- 练习任务:
1. 在 Word Ladder 题解中，找到以 "As one shortest transformation is" 开头的段落，用中文把它改写得更简短，保留其主要事实。
2. 接着 Word Ladder 题解最后一行往下写。

LeetCode Word Ladder

题目

Given two words (beginWord and endWord), and a dictionary, find the length of shortest transformation sequence from beginWord to endWord, such that:

1. Only one letter can be changed at a time
2. Each intermediate word must exist in the dictionary

For example,

Given:
start = "hit"
end = "cog"
dict = ["hot","dot","dog","lot","log"]

As one shortest transformation is "hit" -> "hot" -> "dot" -> "dog" -> "cog",
return its length 5.

Note:

• Return 0 if there is no such transformation sequence.
• All words have the same length.
• All words contain only lowercase alphabetic characters.

查找最短的修改路径长度，使得单词变为目标单词。

bfs，将单词的各个位依次修改为[a~z]，查找是否有匹配项。

代码：

class Solution {
	struct str_deep		//字符和深度
	{
		string str;	//字符
		int deep;	//深度
		str_deep(string s="",int d=0):str(s),deep(d){}
	};
public:
    int ladderLength(string start, string end, unordered_set<string> &dict) {
		if(start.size()!=end.size()||start==end)

- 数据记录:
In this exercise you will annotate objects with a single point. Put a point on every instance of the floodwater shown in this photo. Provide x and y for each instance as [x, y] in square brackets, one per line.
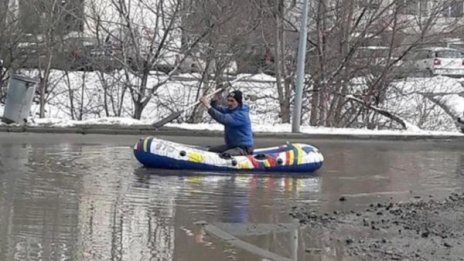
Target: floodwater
[85, 197]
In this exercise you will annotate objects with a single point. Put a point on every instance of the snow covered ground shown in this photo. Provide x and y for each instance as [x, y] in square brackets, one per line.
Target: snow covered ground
[408, 99]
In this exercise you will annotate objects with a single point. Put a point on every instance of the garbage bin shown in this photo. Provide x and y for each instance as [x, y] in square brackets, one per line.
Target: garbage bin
[19, 96]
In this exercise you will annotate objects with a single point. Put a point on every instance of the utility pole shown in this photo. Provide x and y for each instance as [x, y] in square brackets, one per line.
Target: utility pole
[300, 68]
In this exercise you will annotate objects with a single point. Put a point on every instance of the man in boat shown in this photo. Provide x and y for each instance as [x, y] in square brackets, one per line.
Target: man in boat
[235, 117]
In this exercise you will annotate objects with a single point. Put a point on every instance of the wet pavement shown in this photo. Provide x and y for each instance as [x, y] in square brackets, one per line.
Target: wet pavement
[85, 197]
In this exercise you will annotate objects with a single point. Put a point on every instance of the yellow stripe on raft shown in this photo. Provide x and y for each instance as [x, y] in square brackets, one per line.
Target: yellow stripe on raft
[145, 145]
[290, 157]
[195, 157]
[300, 154]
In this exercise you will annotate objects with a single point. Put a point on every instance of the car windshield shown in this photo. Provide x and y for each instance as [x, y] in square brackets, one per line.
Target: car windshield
[448, 54]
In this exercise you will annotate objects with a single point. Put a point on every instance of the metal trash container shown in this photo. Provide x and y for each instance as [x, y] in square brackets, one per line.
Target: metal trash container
[19, 96]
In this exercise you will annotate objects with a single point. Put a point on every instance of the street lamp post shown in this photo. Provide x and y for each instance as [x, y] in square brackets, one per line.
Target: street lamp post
[300, 68]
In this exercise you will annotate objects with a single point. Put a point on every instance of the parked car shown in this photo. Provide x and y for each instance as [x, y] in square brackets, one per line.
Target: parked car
[461, 122]
[436, 61]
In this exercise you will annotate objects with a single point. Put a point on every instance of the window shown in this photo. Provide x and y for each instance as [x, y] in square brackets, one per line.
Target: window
[453, 9]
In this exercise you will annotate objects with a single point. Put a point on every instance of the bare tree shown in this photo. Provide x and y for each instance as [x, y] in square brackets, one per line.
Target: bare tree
[344, 29]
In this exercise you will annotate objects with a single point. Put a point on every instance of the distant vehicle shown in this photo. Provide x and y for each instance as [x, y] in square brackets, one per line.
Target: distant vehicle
[461, 122]
[436, 61]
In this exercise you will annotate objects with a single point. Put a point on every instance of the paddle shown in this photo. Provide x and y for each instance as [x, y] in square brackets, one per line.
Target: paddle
[175, 115]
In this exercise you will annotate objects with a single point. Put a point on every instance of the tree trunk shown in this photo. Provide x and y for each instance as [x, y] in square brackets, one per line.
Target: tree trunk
[279, 63]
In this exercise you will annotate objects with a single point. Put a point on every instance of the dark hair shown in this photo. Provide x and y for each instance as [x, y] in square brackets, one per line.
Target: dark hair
[237, 95]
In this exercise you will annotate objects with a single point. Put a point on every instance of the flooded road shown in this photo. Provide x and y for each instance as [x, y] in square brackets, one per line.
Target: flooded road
[85, 197]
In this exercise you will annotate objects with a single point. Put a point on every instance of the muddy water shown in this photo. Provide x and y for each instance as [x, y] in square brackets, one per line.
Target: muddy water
[70, 197]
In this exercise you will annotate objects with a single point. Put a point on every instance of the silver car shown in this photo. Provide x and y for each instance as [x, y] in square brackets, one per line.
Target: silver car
[436, 61]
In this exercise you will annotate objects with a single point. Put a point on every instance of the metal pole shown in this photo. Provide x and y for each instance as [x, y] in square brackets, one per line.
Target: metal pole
[300, 68]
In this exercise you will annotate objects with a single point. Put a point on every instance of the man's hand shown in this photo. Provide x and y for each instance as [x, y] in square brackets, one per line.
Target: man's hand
[205, 102]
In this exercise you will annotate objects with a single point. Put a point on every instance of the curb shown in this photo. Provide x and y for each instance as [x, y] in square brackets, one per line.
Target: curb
[171, 131]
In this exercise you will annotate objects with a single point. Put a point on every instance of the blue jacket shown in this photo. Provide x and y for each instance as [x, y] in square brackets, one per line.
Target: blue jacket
[237, 125]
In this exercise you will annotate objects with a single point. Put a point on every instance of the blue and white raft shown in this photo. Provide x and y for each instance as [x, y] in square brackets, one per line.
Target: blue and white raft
[291, 157]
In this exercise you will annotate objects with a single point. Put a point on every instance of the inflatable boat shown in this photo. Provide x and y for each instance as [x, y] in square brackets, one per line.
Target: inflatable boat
[290, 157]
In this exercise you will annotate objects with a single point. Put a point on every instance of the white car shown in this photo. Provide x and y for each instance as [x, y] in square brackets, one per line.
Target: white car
[437, 61]
[461, 123]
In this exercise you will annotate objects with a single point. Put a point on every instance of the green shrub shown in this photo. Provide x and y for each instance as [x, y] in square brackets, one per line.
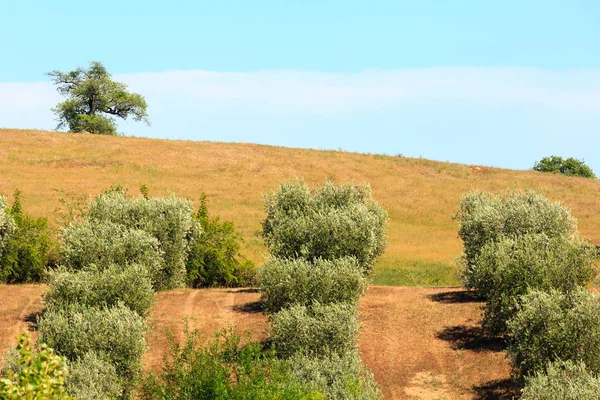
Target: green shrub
[328, 222]
[508, 268]
[104, 243]
[570, 166]
[129, 285]
[300, 282]
[41, 375]
[73, 330]
[170, 220]
[316, 330]
[563, 380]
[552, 326]
[214, 258]
[7, 224]
[485, 218]
[27, 251]
[93, 378]
[340, 377]
[223, 370]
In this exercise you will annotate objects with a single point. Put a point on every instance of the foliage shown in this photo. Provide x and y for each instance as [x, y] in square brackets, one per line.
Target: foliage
[73, 330]
[100, 244]
[327, 222]
[91, 377]
[27, 251]
[315, 330]
[7, 224]
[41, 374]
[129, 285]
[564, 380]
[223, 370]
[300, 282]
[214, 258]
[94, 99]
[340, 377]
[510, 267]
[170, 220]
[488, 218]
[570, 166]
[551, 326]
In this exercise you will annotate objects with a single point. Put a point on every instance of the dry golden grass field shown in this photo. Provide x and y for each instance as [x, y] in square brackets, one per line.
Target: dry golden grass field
[421, 196]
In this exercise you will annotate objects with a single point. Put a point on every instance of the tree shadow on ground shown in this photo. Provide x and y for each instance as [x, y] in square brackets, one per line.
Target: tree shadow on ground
[472, 338]
[243, 290]
[254, 307]
[456, 296]
[502, 389]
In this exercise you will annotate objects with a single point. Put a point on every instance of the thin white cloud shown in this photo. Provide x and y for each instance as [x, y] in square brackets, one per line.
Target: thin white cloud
[297, 92]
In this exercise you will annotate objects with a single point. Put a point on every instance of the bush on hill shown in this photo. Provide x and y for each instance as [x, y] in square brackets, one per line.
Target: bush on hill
[36, 375]
[170, 220]
[300, 282]
[570, 166]
[486, 218]
[129, 285]
[225, 370]
[552, 326]
[25, 244]
[510, 267]
[214, 258]
[327, 222]
[91, 377]
[315, 330]
[116, 332]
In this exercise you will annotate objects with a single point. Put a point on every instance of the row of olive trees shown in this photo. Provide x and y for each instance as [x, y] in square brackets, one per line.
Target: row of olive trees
[112, 262]
[523, 256]
[323, 244]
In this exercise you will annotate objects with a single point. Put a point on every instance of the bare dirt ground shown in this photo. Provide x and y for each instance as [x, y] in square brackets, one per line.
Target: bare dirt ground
[421, 343]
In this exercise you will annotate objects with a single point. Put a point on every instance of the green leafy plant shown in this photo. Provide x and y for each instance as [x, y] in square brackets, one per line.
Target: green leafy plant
[214, 258]
[284, 283]
[551, 326]
[100, 244]
[509, 268]
[94, 100]
[485, 218]
[27, 251]
[7, 224]
[225, 369]
[169, 220]
[41, 374]
[315, 330]
[570, 166]
[327, 222]
[116, 332]
[339, 376]
[129, 285]
[91, 377]
[563, 380]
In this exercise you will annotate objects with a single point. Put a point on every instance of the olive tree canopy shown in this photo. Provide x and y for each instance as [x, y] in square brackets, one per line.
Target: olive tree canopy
[94, 99]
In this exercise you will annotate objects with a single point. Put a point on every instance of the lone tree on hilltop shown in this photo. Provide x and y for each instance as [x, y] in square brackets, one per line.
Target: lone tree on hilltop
[94, 100]
[570, 166]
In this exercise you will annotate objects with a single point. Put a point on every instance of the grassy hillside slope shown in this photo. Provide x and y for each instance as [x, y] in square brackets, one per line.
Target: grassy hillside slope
[421, 196]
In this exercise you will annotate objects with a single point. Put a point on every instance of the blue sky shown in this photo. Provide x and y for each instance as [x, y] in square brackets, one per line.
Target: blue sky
[486, 82]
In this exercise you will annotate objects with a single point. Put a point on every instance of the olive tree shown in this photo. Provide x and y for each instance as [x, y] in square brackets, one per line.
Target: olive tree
[326, 222]
[94, 100]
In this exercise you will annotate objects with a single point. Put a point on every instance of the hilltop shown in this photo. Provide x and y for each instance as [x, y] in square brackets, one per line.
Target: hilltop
[420, 195]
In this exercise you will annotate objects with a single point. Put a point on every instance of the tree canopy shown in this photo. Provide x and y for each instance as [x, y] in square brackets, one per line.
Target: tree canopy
[570, 166]
[94, 100]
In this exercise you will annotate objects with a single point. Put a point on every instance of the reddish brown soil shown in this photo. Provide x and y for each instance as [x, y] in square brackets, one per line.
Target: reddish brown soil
[421, 343]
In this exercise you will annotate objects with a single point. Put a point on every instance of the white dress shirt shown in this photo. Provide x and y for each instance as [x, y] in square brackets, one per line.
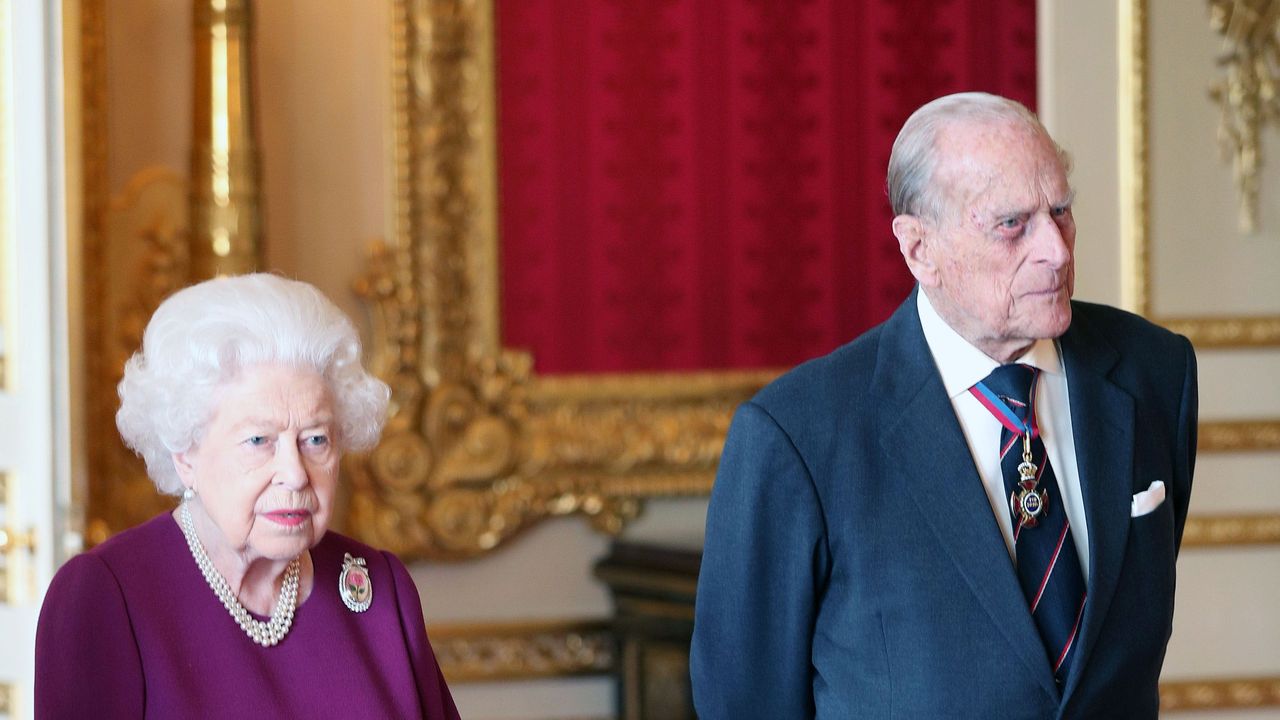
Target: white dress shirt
[961, 367]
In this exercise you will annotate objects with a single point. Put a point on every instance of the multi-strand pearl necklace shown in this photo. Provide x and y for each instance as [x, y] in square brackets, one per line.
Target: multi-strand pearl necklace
[265, 634]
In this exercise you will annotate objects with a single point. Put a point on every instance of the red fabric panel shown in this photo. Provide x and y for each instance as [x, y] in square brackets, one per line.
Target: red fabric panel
[700, 183]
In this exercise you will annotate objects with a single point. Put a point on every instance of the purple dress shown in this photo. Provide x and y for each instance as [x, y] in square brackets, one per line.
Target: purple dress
[131, 629]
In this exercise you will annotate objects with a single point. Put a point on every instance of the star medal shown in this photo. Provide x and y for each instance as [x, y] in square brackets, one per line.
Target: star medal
[353, 584]
[1028, 502]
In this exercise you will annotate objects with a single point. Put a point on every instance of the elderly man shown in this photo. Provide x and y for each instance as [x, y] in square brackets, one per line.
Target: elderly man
[974, 509]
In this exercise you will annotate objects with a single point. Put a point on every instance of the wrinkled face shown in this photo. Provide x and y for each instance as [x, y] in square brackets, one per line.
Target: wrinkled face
[1002, 251]
[266, 468]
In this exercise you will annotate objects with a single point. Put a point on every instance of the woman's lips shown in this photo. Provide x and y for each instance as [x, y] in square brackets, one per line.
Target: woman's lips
[288, 518]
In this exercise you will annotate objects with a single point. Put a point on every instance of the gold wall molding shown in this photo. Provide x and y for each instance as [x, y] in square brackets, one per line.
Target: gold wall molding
[528, 650]
[225, 199]
[1219, 695]
[1237, 436]
[478, 446]
[1205, 332]
[1232, 531]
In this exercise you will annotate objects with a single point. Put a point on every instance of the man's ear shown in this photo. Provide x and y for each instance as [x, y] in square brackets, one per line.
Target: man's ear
[917, 249]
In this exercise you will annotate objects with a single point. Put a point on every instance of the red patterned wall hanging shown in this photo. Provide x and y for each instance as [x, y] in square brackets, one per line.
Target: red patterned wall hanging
[700, 183]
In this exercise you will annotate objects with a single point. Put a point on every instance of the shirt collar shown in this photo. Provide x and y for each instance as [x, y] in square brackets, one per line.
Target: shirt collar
[961, 364]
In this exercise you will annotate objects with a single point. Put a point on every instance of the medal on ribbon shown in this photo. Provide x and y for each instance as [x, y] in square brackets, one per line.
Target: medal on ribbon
[353, 584]
[1028, 501]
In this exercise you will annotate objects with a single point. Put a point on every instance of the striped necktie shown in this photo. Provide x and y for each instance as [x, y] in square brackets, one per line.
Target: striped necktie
[1048, 568]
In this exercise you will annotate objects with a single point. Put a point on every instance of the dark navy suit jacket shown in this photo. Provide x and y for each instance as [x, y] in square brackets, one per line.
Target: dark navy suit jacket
[853, 565]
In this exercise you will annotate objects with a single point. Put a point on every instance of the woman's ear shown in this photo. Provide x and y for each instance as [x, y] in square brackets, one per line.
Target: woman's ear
[182, 463]
[917, 246]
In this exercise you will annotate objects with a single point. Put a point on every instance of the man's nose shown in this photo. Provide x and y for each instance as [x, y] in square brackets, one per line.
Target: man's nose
[1052, 245]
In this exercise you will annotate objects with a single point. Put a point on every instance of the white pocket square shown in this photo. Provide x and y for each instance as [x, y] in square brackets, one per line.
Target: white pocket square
[1147, 500]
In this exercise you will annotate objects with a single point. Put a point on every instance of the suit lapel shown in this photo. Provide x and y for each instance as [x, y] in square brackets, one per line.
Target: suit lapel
[956, 509]
[1102, 422]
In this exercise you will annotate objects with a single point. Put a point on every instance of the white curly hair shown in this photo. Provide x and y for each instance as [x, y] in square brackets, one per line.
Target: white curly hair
[205, 335]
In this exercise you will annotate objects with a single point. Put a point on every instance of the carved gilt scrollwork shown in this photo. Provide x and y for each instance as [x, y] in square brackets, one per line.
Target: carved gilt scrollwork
[478, 447]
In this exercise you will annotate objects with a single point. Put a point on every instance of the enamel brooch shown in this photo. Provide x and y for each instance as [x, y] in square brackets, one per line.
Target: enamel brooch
[353, 584]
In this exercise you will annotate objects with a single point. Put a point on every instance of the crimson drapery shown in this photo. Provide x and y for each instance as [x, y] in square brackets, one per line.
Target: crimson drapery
[700, 183]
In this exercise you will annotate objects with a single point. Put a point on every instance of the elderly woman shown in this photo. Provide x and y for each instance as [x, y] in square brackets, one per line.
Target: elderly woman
[241, 602]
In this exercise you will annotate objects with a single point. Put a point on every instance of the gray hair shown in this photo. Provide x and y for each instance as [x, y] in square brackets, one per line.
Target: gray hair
[205, 335]
[914, 159]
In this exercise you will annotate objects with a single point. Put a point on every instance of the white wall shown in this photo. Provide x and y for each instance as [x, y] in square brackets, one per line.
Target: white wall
[1226, 624]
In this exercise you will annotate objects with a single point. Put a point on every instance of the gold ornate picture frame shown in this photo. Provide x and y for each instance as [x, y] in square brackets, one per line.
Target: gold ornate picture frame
[478, 446]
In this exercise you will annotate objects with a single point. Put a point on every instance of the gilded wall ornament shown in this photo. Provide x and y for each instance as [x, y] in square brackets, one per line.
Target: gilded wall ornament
[1247, 92]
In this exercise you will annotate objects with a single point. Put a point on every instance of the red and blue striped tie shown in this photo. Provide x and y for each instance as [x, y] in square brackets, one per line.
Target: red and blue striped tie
[1048, 568]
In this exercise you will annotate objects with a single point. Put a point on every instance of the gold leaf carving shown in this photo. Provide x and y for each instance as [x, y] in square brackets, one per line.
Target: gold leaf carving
[1137, 244]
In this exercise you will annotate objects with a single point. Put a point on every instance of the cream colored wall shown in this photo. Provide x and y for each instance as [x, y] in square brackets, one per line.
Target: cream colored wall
[323, 71]
[1225, 624]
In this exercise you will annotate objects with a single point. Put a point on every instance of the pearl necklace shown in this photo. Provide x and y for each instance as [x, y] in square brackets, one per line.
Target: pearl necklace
[265, 634]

- 参考答案:
1. 最短变换路径之一是 "hit" → "hot" → "dot" → "dog" → "cog"，所以返回长度 5。

2.
			return 0;
		str_deep strd;	//临时信息
		deque<str_deep> queue(1,str_deep(start,1));	//队列
		dict.erase(start);
		while(!queue.empty())	//bfs
		{
			strd=queue.front();
			queue.pop_front();
			for(int i=0;i<strd.str.size();i++)	//依次更改各个位，寻找相应的词
			{
				string temps=strd.str;
				for(char j='a';j<='z';j++)	//更改为相应字符
				{
					if(j==strd.str[i])
						continue;
					temps[i]=j;
					if(temps==end)	//是否完成
						return strd.deep+1;
					if(dict.find(temps)!=dict.end())	//是否可以找到
					{
						queue.push_back(str_deep(temps,strd.deep+1));
						dict.erase(temps);
					}
				}
			}
		}
		return 0;
    }
};

不知道为什么运行速度很慢，看分布应该存在更快的方法，不过没能找到……

希望高手指点。